- [What you will do]:
Please quote every line below verbatim, from the line with "For every <instance>, write" through the line with "11L3 217L62 178L111", including both of those lines.

- [Exercise data]:
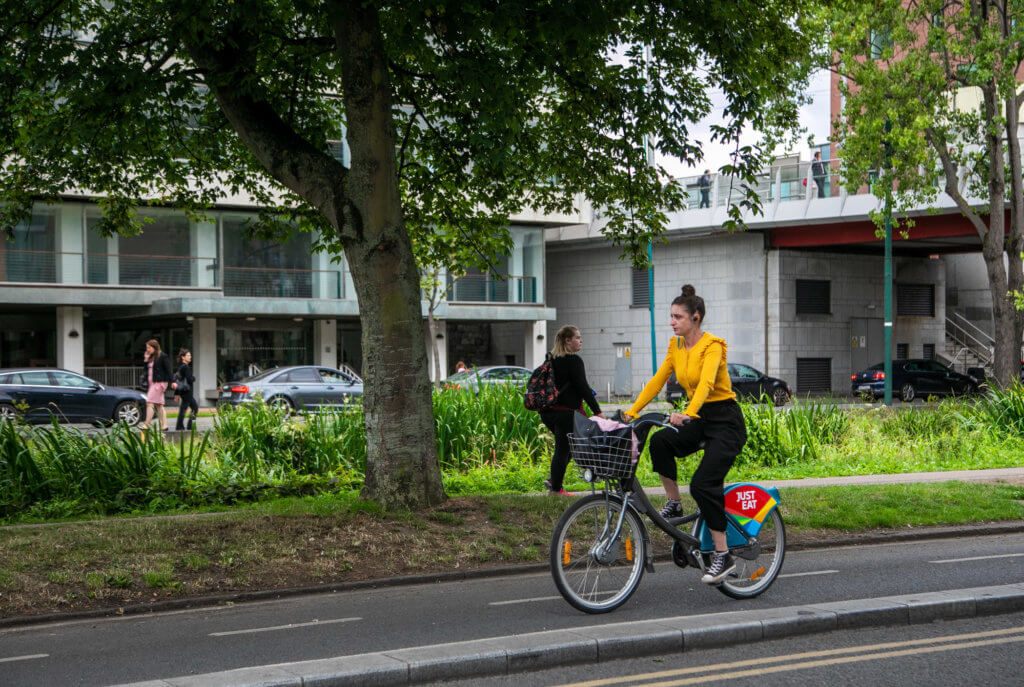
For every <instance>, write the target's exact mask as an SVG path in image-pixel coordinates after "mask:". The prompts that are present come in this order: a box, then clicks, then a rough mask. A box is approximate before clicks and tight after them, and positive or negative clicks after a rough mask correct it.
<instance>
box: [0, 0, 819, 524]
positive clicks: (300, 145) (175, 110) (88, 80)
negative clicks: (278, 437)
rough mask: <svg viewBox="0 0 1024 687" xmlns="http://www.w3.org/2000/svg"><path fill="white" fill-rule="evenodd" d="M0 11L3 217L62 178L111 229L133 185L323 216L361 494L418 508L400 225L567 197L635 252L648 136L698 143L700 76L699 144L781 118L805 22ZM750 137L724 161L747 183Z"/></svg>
...
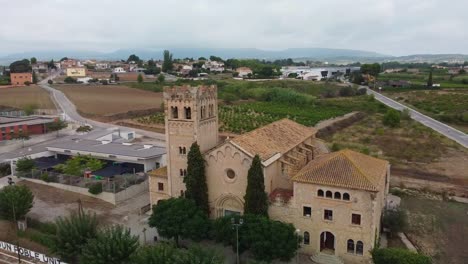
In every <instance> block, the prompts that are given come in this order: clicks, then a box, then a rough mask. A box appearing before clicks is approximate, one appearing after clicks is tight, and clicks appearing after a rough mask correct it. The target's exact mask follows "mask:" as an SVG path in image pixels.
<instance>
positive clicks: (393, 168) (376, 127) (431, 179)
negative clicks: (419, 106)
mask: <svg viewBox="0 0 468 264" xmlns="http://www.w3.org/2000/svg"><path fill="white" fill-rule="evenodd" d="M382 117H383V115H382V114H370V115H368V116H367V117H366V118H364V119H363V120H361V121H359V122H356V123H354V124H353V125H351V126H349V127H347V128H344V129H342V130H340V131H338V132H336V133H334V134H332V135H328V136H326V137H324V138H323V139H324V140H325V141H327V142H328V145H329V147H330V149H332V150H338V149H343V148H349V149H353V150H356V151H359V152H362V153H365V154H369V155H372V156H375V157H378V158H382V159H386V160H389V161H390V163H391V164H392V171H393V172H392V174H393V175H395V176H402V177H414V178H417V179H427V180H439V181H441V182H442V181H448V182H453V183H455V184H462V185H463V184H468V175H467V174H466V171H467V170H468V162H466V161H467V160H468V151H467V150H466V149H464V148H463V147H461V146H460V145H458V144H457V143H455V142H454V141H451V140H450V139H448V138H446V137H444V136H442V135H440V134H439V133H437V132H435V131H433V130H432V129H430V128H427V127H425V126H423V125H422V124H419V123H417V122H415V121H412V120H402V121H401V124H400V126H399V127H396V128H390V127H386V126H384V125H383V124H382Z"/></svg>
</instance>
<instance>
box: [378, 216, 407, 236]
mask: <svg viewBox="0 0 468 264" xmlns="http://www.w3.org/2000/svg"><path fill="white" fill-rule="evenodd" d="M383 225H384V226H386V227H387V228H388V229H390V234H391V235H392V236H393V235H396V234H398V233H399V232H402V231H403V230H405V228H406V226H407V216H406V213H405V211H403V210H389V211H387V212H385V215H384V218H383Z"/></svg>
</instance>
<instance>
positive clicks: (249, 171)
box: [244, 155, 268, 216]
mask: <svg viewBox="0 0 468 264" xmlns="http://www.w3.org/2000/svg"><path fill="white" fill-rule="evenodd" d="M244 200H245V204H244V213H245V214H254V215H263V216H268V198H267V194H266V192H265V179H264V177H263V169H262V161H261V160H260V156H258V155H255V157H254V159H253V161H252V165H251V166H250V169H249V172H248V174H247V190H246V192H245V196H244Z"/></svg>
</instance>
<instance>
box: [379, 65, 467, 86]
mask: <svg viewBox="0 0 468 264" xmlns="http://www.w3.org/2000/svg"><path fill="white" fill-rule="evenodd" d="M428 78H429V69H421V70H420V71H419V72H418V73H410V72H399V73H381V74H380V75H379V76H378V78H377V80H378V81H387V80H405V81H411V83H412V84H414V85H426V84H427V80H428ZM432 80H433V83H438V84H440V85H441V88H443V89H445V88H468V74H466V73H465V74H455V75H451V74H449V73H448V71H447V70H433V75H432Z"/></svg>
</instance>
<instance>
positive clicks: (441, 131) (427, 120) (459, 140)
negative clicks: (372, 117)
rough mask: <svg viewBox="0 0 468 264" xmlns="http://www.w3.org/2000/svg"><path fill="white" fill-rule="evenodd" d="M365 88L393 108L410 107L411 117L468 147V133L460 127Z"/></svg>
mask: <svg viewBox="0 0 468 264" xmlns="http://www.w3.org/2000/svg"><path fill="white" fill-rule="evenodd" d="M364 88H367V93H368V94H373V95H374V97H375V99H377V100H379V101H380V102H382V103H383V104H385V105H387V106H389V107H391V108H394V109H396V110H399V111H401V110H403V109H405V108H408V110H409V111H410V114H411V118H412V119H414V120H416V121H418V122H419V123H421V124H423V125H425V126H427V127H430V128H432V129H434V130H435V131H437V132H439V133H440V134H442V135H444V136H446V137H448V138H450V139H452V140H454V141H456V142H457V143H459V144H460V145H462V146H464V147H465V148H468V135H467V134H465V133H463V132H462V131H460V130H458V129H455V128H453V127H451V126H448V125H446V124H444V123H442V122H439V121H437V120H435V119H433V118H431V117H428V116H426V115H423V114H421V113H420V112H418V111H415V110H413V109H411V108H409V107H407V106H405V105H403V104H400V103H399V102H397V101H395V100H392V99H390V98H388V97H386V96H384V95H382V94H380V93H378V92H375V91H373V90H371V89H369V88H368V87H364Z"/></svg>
==
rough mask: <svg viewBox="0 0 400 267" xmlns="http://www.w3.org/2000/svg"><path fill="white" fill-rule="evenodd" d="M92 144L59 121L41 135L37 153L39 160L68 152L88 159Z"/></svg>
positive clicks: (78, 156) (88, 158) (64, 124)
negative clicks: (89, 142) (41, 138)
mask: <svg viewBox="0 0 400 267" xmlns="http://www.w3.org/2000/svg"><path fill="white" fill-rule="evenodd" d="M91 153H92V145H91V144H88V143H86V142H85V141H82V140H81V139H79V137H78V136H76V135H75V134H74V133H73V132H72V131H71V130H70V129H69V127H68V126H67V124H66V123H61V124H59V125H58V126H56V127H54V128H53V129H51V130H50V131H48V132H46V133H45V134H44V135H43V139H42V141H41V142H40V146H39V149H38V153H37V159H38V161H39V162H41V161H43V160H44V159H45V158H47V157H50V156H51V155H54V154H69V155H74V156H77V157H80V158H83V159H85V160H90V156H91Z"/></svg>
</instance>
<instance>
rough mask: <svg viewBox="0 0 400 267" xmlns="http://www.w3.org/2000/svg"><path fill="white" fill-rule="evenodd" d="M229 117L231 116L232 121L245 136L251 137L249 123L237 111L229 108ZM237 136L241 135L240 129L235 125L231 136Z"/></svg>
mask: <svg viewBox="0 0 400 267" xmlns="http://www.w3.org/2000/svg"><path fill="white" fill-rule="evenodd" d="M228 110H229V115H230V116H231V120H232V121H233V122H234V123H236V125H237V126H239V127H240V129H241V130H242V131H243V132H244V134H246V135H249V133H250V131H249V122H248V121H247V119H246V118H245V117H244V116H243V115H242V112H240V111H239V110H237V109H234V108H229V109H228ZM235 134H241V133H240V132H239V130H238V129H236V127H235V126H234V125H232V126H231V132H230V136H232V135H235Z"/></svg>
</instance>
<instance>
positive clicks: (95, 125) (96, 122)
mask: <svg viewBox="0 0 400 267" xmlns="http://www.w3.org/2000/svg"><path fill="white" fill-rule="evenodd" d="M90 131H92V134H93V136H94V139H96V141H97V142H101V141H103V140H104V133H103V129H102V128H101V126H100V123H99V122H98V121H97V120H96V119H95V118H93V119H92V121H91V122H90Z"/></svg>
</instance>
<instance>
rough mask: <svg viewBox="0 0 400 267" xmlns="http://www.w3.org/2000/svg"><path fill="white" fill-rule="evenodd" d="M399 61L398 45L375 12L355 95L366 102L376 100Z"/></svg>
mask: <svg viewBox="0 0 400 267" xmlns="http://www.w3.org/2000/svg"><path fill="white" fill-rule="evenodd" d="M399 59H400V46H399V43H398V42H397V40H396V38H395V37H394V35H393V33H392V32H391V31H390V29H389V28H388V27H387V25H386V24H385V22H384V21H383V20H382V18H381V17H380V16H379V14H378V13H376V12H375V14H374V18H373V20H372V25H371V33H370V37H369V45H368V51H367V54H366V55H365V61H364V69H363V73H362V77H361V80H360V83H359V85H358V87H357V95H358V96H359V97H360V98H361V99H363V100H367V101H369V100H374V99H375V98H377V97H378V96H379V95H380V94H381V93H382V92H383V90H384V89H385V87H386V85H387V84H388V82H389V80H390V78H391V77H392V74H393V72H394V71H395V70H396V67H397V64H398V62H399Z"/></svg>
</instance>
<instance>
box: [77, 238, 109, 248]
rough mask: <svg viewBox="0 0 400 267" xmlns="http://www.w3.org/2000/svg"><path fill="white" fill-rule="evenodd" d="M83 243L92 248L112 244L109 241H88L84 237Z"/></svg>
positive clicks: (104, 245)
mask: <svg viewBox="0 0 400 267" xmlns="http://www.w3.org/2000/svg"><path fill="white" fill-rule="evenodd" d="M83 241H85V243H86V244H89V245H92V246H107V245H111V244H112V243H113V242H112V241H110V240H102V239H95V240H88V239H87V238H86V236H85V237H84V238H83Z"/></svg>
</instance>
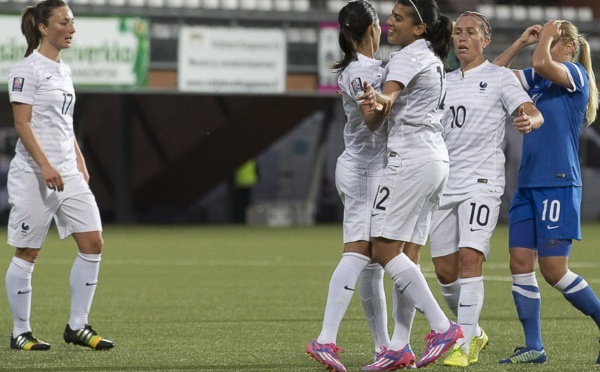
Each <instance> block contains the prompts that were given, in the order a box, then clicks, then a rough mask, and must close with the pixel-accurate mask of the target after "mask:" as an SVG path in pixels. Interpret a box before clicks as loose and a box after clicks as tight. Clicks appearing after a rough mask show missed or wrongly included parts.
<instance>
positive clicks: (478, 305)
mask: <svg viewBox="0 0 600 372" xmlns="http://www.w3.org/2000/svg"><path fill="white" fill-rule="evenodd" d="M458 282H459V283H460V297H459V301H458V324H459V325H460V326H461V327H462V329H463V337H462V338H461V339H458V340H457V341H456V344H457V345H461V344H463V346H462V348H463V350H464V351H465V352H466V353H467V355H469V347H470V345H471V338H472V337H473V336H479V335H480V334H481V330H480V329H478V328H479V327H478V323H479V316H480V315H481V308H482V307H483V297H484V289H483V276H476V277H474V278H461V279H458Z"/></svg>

- [Exercise result]:
For every <instance>, write the target's exact mask as an SVG path in image-pixel coordinates after "mask:". The prompts that are present come in this order: a box, then clicks, then a rough mask. A box is approximate before clicks and tight after them, and positive or negative clicks after a rough mask correct it.
<instance>
box: [0, 0, 819, 524]
positive clicks: (300, 145) (175, 110) (88, 80)
negative clicks: (278, 437)
rough mask: <svg viewBox="0 0 1024 687" xmlns="http://www.w3.org/2000/svg"><path fill="white" fill-rule="evenodd" d="M0 11L3 217L62 178L111 229L133 185L323 216L361 494L418 508L400 225L567 197L635 252L648 136L698 143L700 76L699 144L781 118L805 22ZM750 137L724 161L747 183Z"/></svg>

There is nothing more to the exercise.